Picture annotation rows

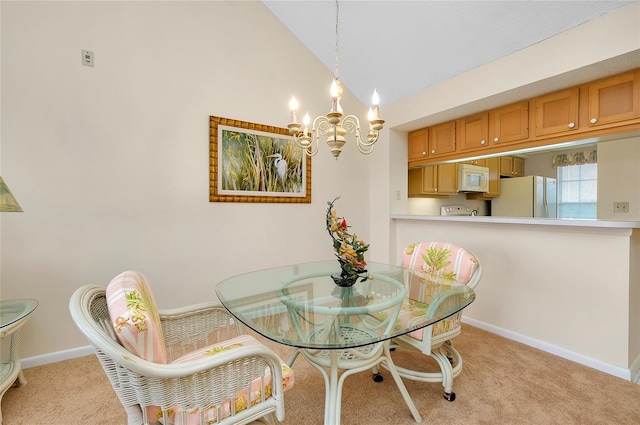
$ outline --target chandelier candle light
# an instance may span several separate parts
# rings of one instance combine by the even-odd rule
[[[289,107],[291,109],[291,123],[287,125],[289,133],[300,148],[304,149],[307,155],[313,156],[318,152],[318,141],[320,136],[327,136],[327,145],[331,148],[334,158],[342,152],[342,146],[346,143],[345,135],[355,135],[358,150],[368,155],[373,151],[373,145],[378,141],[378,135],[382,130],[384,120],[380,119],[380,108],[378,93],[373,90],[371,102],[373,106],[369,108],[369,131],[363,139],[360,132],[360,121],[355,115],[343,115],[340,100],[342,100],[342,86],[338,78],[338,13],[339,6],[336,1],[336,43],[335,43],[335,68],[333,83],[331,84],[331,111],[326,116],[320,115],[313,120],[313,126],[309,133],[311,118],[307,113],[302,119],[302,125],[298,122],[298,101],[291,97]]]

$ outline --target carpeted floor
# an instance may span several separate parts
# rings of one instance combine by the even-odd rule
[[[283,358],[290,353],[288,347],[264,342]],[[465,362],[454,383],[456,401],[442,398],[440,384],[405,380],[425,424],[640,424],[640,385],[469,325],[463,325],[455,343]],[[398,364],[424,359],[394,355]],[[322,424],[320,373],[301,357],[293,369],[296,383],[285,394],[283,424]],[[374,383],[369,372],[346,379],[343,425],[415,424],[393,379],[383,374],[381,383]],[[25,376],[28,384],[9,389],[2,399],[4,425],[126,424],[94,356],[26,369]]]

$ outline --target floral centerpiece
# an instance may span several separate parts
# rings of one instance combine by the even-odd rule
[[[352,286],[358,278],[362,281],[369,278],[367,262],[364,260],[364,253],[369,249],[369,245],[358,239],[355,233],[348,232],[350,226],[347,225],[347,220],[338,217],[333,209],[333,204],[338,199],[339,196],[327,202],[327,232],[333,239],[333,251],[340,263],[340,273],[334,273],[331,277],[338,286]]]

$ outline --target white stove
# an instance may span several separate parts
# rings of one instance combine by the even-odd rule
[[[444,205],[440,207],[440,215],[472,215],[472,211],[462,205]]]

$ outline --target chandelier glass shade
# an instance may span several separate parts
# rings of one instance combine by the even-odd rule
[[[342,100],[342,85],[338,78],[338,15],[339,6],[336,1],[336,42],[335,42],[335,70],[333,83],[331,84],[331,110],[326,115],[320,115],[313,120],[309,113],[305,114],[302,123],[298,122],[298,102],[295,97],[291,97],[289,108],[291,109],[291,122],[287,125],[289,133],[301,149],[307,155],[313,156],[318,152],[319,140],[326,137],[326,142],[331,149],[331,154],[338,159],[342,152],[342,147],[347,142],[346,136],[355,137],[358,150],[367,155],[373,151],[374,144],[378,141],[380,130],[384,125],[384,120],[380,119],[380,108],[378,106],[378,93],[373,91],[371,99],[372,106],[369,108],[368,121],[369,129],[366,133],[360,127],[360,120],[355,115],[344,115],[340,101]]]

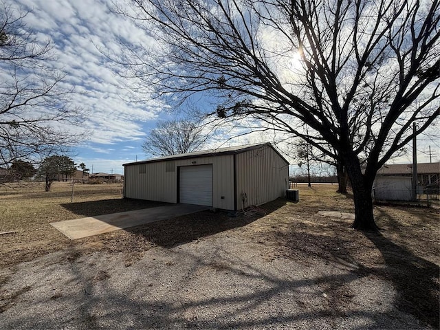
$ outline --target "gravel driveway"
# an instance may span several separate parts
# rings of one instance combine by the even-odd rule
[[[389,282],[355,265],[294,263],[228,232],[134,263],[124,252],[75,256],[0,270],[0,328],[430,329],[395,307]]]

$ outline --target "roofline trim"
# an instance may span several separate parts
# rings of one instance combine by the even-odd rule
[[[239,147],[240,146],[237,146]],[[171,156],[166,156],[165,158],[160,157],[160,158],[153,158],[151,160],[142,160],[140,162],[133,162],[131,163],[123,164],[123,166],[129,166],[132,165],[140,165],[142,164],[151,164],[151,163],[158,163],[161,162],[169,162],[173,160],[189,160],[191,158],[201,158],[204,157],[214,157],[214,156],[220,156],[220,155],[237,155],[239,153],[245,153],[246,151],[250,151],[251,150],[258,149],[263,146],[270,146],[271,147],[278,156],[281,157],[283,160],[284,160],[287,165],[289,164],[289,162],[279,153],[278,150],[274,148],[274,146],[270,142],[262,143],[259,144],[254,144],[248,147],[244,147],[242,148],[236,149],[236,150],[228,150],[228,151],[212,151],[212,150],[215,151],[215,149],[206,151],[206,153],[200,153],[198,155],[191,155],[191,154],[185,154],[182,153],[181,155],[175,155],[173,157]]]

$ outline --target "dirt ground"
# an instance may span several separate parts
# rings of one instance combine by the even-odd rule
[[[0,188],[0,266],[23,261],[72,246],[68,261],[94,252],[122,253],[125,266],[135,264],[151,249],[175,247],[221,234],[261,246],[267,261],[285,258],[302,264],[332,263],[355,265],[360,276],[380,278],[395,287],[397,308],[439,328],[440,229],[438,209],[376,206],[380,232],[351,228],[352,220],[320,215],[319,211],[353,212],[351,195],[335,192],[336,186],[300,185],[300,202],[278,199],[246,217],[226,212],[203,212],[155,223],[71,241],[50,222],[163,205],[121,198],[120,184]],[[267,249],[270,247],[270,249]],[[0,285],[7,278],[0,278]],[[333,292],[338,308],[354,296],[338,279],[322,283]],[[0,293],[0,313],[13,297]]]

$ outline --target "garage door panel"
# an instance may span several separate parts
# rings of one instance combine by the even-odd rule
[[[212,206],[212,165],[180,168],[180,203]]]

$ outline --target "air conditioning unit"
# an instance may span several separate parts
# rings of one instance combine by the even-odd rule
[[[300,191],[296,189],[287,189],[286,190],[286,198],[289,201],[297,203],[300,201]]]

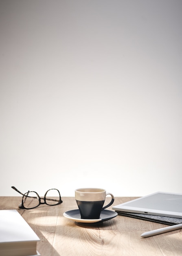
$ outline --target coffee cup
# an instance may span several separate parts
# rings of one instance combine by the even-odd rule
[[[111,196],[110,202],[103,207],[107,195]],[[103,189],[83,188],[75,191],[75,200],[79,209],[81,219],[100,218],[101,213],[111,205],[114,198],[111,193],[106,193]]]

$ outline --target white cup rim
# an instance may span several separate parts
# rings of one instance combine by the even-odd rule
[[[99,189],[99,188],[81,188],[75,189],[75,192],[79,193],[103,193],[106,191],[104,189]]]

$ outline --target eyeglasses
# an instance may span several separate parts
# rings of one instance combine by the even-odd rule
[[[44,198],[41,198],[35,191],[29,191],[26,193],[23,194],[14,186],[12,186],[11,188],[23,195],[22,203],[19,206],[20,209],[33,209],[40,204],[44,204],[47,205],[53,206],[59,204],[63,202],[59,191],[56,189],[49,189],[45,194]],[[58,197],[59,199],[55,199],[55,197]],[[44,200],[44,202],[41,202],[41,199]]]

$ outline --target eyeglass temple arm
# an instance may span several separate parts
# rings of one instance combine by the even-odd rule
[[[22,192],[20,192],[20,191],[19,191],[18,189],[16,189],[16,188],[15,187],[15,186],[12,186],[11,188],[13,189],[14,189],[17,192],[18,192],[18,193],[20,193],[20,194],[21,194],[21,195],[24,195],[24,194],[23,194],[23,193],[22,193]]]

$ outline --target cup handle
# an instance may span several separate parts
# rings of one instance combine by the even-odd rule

Given task: Rewrite all the rows above, substituting "object" for every occurrence of "instance" and leaving everything else unchanged. Leave the pictures out of your answer.

Response to the exercise:
$ outline --target chandelier candle light
# an object may span several separate parts
# rings of one object combine by the even-odd rule
[[[289,107],[291,109],[291,123],[287,125],[289,133],[300,148],[304,149],[307,155],[313,156],[318,152],[318,141],[320,136],[327,136],[327,145],[331,148],[334,158],[342,152],[342,146],[346,143],[345,135],[355,135],[358,150],[368,155],[373,151],[373,145],[378,141],[378,135],[382,130],[384,120],[380,119],[380,108],[378,93],[373,90],[371,102],[373,106],[369,108],[369,131],[363,139],[360,132],[360,121],[355,115],[343,115],[340,100],[342,100],[342,86],[338,78],[338,13],[339,6],[336,1],[336,43],[335,43],[335,68],[333,83],[331,84],[331,111],[326,116],[320,115],[313,120],[313,126],[309,133],[311,118],[307,113],[302,119],[302,125],[298,122],[298,101],[291,97]]]

$ outline --target carpeted floor
# an object may span several separate parts
# rings of one object combine by the even-odd rule
[[[283,358],[290,353],[288,347],[264,342]],[[465,362],[454,383],[456,401],[442,398],[440,384],[405,380],[425,424],[640,424],[640,385],[469,325],[463,325],[455,343]],[[398,364],[424,359],[394,355]],[[322,424],[320,373],[301,357],[293,369],[296,383],[285,394],[283,424]],[[374,383],[369,372],[346,379],[343,425],[415,424],[393,379],[383,374],[381,383]],[[25,376],[28,384],[9,389],[2,399],[4,425],[126,424],[94,356],[26,369]]]

$ outline --target floral centerpiece
# an object may span several separate parts
# rings of one object combine by the even-odd rule
[[[352,286],[358,278],[362,281],[369,278],[367,262],[364,260],[364,253],[369,249],[369,245],[358,239],[355,233],[348,232],[350,226],[347,225],[347,220],[338,217],[333,209],[333,204],[338,199],[339,196],[327,202],[327,232],[333,239],[333,251],[340,263],[340,273],[334,273],[331,277],[338,286]]]

$ outline --target white stove
# an object may span several separate parts
# rings of one object combine by the even-odd rule
[[[444,205],[440,207],[440,215],[472,215],[472,211],[462,205]]]

$ outline --target chandelier glass shade
# an object may span several separate parts
# rings of one object combine by the even-odd rule
[[[342,100],[342,85],[338,78],[338,15],[339,6],[336,1],[336,42],[335,42],[335,70],[333,83],[331,84],[331,110],[326,115],[320,115],[313,120],[309,113],[305,114],[302,123],[298,122],[298,102],[295,97],[291,97],[289,108],[291,109],[291,122],[287,125],[289,133],[301,149],[307,155],[313,156],[318,152],[319,140],[326,137],[326,142],[331,149],[331,154],[338,159],[342,152],[342,147],[347,142],[346,136],[355,137],[358,150],[367,155],[373,151],[374,144],[378,141],[380,130],[384,125],[384,120],[380,119],[380,108],[378,106],[378,93],[373,91],[371,99],[372,106],[369,108],[368,121],[369,129],[366,133],[360,127],[360,120],[355,115],[344,115],[340,101]]]

$ outline --target "gravel driveway"
# an object may span several separate parts
# rings of one object combine by the even-odd rule
[[[389,282],[355,265],[294,263],[228,232],[134,263],[124,252],[75,256],[0,270],[0,328],[430,329],[395,307]]]

$ outline --target "roofline trim"
# an object may span several separate parts
# rings of one object combine by the even-odd rule
[[[239,147],[240,146],[237,146]],[[171,156],[166,156],[165,158],[160,157],[160,158],[153,158],[151,160],[142,160],[140,162],[133,162],[131,163],[123,164],[123,166],[129,166],[132,165],[140,165],[142,164],[151,164],[151,163],[158,163],[161,162],[169,162],[173,160],[189,160],[191,158],[201,158],[204,157],[214,157],[214,156],[220,156],[220,155],[237,155],[239,153],[245,153],[246,151],[250,151],[251,150],[258,149],[263,146],[270,146],[271,147],[278,156],[281,157],[283,160],[284,160],[287,165],[289,164],[289,162],[279,153],[278,150],[274,148],[274,146],[270,142],[262,143],[259,144],[254,144],[248,147],[244,147],[242,148],[236,149],[236,150],[228,150],[228,151],[212,151],[212,150],[215,151],[215,149],[206,151],[206,153],[200,153],[198,155],[191,155],[191,154],[185,154],[182,153],[181,155],[175,155],[173,157]]]

$ outline --target "dirt ground"
# an object may span several separate parts
# rings of one object combine by the even-odd rule
[[[0,188],[0,266],[23,261],[72,246],[68,261],[94,252],[122,253],[125,266],[135,264],[151,249],[175,247],[221,234],[261,246],[267,261],[285,258],[302,264],[332,263],[355,265],[360,276],[380,278],[395,287],[397,308],[439,328],[440,229],[438,209],[376,206],[380,232],[351,228],[352,220],[320,215],[319,211],[353,212],[351,195],[335,192],[336,186],[300,185],[300,202],[278,199],[246,217],[226,212],[203,212],[155,223],[71,241],[50,222],[163,205],[121,198],[120,184]],[[267,249],[270,247],[270,249]],[[0,285],[7,278],[0,278]],[[333,292],[338,308],[354,296],[338,279],[322,283]],[[0,293],[0,313],[13,297]]]

$ outline --target "garage door panel"
# an object may span several separate parts
# rings of one object combine by the even-odd rule
[[[212,206],[212,165],[180,168],[180,203]]]

$ outline --target "air conditioning unit"
# an object may span several separate parts
# rings of one object combine by the even-odd rule
[[[300,191],[296,189],[287,189],[286,190],[286,198],[289,201],[297,203],[300,201]]]

$ outline --target coffee cup
# an object may span several separate parts
# rings of one object combine by the even-odd rule
[[[111,196],[110,202],[103,207],[107,195]],[[103,189],[83,188],[75,191],[75,200],[79,209],[81,219],[100,218],[101,213],[111,205],[114,198],[111,193],[106,193]]]

$ outline --target white cup rim
# an object may span several separate parts
# rings of one object combine by the even-odd rule
[[[99,189],[99,188],[81,188],[75,189],[75,192],[79,193],[103,193],[106,191],[104,189]]]

$ outline --target eyeglasses
# an object may span several separate parts
# rings of one object combine by the even-odd rule
[[[44,198],[41,198],[35,191],[29,191],[26,193],[23,194],[14,186],[12,186],[11,188],[23,195],[22,203],[19,206],[20,209],[33,209],[40,204],[44,204],[47,205],[53,206],[59,204],[63,202],[59,191],[56,189],[49,189],[45,194]],[[58,197],[59,199],[55,199],[55,197]],[[44,200],[44,202],[41,202],[41,199]]]

$ outline --target eyeglass temple arm
# an object may span several separate parts
# rings of one object combine by the even-odd rule
[[[22,192],[20,192],[20,191],[19,191],[18,189],[16,189],[16,188],[15,187],[15,186],[12,186],[11,188],[13,189],[14,189],[17,192],[18,192],[18,193],[20,193],[20,194],[21,194],[21,195],[24,195],[24,194],[23,194],[23,193],[22,193]]]

$ outline --target cup handle
# an object may span several separate parts
# rings of one object combine by the even-odd rule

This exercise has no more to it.